▶ _Records provided_:
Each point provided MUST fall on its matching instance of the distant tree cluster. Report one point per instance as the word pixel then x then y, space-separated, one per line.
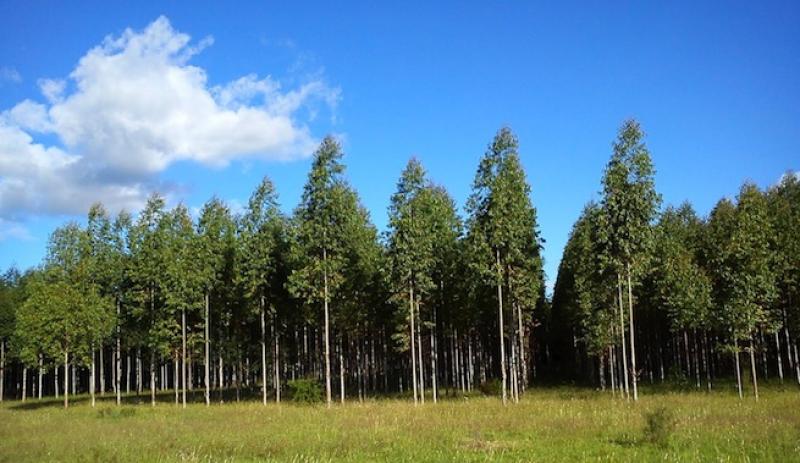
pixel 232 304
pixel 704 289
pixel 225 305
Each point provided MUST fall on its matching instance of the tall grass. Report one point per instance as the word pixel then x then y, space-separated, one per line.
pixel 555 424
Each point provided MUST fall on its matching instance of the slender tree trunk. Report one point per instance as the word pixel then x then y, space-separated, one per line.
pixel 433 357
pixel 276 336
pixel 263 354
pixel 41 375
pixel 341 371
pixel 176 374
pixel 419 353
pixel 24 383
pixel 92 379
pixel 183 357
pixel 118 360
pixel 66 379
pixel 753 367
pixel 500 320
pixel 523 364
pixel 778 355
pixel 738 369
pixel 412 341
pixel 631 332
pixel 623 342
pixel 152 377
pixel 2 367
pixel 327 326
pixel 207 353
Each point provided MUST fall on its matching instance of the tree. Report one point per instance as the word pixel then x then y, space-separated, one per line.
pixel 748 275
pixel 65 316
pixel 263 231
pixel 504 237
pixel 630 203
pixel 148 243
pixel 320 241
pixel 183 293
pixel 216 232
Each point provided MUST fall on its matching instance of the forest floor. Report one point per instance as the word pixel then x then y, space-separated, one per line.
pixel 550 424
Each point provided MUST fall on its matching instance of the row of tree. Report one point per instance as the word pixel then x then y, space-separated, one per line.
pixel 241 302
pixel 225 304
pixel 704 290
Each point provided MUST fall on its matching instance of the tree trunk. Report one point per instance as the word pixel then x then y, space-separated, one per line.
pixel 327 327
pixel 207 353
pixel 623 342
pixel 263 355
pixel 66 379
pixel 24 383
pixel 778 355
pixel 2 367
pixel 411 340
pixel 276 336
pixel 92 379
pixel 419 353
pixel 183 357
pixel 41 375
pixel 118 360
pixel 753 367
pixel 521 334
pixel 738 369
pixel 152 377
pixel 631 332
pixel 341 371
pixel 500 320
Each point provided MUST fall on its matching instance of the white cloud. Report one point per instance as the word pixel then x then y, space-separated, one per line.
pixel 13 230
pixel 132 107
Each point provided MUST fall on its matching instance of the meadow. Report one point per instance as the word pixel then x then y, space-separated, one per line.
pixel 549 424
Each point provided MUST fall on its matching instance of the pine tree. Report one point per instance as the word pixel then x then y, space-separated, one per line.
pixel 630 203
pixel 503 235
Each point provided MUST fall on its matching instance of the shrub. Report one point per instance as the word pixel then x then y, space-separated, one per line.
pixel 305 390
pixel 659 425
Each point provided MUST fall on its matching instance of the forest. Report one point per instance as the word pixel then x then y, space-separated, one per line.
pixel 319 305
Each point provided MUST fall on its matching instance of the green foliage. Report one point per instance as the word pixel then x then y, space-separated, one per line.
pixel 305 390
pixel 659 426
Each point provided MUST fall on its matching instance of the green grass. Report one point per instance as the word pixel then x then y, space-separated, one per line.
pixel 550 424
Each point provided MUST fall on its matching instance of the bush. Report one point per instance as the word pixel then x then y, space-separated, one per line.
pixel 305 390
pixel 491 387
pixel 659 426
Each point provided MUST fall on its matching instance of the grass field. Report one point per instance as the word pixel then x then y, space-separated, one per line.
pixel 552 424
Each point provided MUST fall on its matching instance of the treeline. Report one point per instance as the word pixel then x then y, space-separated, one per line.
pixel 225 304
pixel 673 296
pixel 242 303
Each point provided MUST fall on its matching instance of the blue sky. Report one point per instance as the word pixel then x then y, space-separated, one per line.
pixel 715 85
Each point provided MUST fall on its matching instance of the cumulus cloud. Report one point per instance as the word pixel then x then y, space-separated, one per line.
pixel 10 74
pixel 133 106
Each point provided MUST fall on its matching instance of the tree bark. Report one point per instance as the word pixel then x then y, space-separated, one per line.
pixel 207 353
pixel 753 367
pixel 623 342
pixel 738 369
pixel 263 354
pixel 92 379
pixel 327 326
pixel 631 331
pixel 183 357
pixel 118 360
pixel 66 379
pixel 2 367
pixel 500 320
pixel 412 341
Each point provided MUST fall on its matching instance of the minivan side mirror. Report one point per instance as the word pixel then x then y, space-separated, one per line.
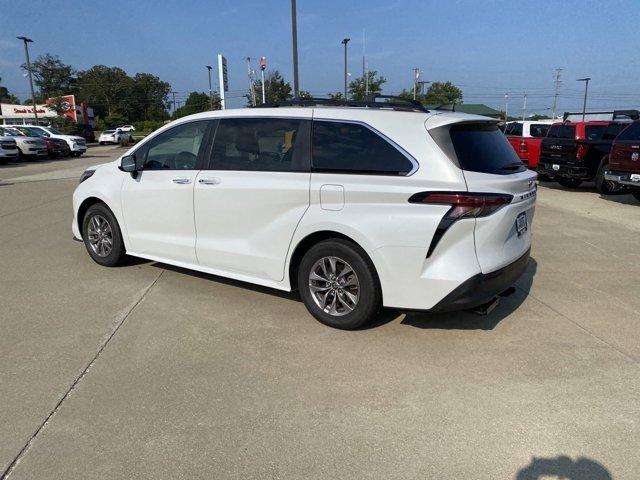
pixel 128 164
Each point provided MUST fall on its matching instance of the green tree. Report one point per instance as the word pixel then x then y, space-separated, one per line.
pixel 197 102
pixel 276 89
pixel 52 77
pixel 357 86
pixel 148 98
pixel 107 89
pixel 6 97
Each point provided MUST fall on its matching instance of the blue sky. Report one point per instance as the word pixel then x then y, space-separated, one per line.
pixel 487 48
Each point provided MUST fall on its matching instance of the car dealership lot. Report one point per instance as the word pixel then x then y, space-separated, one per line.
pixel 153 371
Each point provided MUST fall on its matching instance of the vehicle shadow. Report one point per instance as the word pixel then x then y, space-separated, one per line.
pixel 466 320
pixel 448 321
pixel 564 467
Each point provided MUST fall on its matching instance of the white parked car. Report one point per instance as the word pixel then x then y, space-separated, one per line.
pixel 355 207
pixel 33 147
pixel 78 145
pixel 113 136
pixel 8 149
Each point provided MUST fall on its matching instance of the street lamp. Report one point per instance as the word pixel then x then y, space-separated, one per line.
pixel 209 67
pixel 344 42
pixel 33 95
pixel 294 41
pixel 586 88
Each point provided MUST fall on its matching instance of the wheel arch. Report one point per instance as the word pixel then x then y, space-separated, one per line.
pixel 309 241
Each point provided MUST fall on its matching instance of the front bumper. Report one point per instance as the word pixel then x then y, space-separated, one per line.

▶ _Task instructions_: Quote the records in their entirety, keeping the wording exact and excluding pictures.

▶ _Exercise result_:
Each point provided MUST fall on its matching instance of the distant tree cluster. Report one point per instance as the word pixel then x then y, space-separated, one per line.
pixel 232 304
pixel 704 289
pixel 225 305
Each point provided MUST fall on its matching instance of the tall grass. Report one point per instance as the word pixel then x then y, space-separated, one per line.
pixel 555 424
Each point provided MUST fall on its matching instance of the slender tree trunk. Report one point per instance as the word pixel then x then y, space-separated, one per line.
pixel 433 357
pixel 276 336
pixel 263 354
pixel 41 375
pixel 341 371
pixel 176 374
pixel 419 353
pixel 24 383
pixel 92 379
pixel 183 357
pixel 118 360
pixel 66 379
pixel 753 367
pixel 500 320
pixel 523 364
pixel 778 355
pixel 738 369
pixel 412 341
pixel 631 332
pixel 623 342
pixel 152 377
pixel 2 367
pixel 327 326
pixel 207 353
Each point provided MUST fall on its matching instance of the tree. Report one point per instance as the word pixel then x then y, space-separated, one per line.
pixel 748 275
pixel 65 316
pixel 263 231
pixel 504 237
pixel 630 203
pixel 148 243
pixel 320 241
pixel 183 293
pixel 216 232
Each point provided MUST fall on its matching instance of the forest floor. Report one point per instance as the word pixel then x then y, space-separated, one per line.
pixel 550 424
Each point provided MUST fall on its matching instance of the row of tree. Report one point per instance as the word pixel then x then y, space-separated, one per line.
pixel 241 302
pixel 225 304
pixel 704 290
Each point provided MUST fall on its matching instance of the tree trunk. Report one point per instance as the word pixel then x then y, space-separated, one per line.
pixel 327 327
pixel 207 353
pixel 623 342
pixel 263 355
pixel 66 379
pixel 24 383
pixel 778 355
pixel 2 367
pixel 411 340
pixel 276 336
pixel 92 379
pixel 419 353
pixel 183 357
pixel 41 375
pixel 118 360
pixel 753 367
pixel 521 334
pixel 738 369
pixel 152 377
pixel 631 332
pixel 341 371
pixel 500 320
Each point provided MUST fall on its matching instance of the white cloud. Report one point per instance as the word pixel then x then y, space-separated, one per line.
pixel 13 230
pixel 132 107
Each point provided MUST fall on its matching instance of the meadow. Report one point per instance as the word pixel then x then y, space-separated, one per line.
pixel 549 424
Each point provided MUST fall on its matching instance of the pine tree. Report one point per instance as the word pixel then x then y, space-separated, one per line.
pixel 630 203
pixel 503 235
Each point provided MUST fall on its matching instance of the shrub. Report one point per instance as the word pixel then x then y, space-separated, one per line.
pixel 305 390
pixel 659 425
Each point provided MUST fall on its matching instance of the forest. Report one point per instance as the word pixel then x then y, space-separated, one per line.
pixel 319 305
Each point provided MUST fall on its matching instance of the green foliage. Report one point per instance as the word pixel then x then y, space-separated, one per line.
pixel 305 390
pixel 659 426
Each point provided MUST fall on its matching instance of the green grass. Report one point per instance as the word pixel then x then y, space-separated, one per line.
pixel 550 424
Each point provided MUST fall on its matching instance of the bush. Report one point per instance as the word pixel then x then y, space-separated, one per line.
pixel 305 390
pixel 491 387
pixel 659 426
Each point provided MUST fall on its matching instance of the grass field. Report one point per instance as the word pixel then x then y, space-separated, one per line.
pixel 552 424
Each point provided MUST fall on its matching instance of the treeline. Report one point per instance as the word pixel then x then y, space-separated, one per line.
pixel 225 304
pixel 673 296
pixel 242 303
Each point provided MUST fall on its matching instance of the blue sky. Report one point per instance as the word pixel then x then y, space-separated, one per line.
pixel 715 85
Each point provided MUST fall on its matching instance of the cumulus cloud. Report one point per instance as the word pixel then x then y, space-separated, one per line.
pixel 10 74
pixel 133 106
Each point provided MUST fall on its matching instance of the tree bark. Report one point per instance as the word pixel then x then y, space-separated, one per line.
pixel 207 353
pixel 753 367
pixel 623 342
pixel 738 369
pixel 263 354
pixel 92 379
pixel 327 326
pixel 631 331
pixel 183 357
pixel 118 360
pixel 66 379
pixel 2 367
pixel 500 320
pixel 412 341
Each point provided MUST fall on its matching instance of the minivan side mirror. Report one point per instance as the word pixel then x then y, space-separated, one per line.
pixel 128 164
Each point provided MUST fall on its matching instance of the green tree. Report one point per instance as the word pixel then x then y, space-separated, one per line.
pixel 197 102
pixel 276 89
pixel 52 77
pixel 357 86
pixel 148 98
pixel 107 89
pixel 6 97
Each point provided MUST fall on its matching instance of the blue sky. Report one point per instance as the word pixel then x then y, space-separated, one per line.
pixel 487 48
Each point provided MUST fall on its matching instance of the car dealership lot. Report one point per instance as the word pixel then x then y, space-separated, one per line.
pixel 153 371
Each point provided MUST fall on its matching instance of the vehicle shadow. Report one point per instance as the word pixel then x then y, space-separated, one per line.
pixel 466 320
pixel 448 321
pixel 564 467
Each point provided MUST fall on its matching instance of the white parked car. Report one point per instance as the word pixel then x then y, space-separated, one per line.
pixel 355 207
pixel 33 147
pixel 78 145
pixel 113 136
pixel 8 149
Each point provided MUST fall on its matching instance of the street lamp. Report one point per instance as the word pixel then x then y, space-separated, one per line.
pixel 209 67
pixel 344 42
pixel 33 95
pixel 294 41
pixel 586 88
Each point provided MUST fall on its matching instance of the wheel arch. Report one point per instance as the word pixel then x then y, space-separated, one per line.
pixel 309 241
Each point provided MUST fall on its matching instance of the front bumper. Report one point per instance as the word pixel then x then y, space-separated, one per line.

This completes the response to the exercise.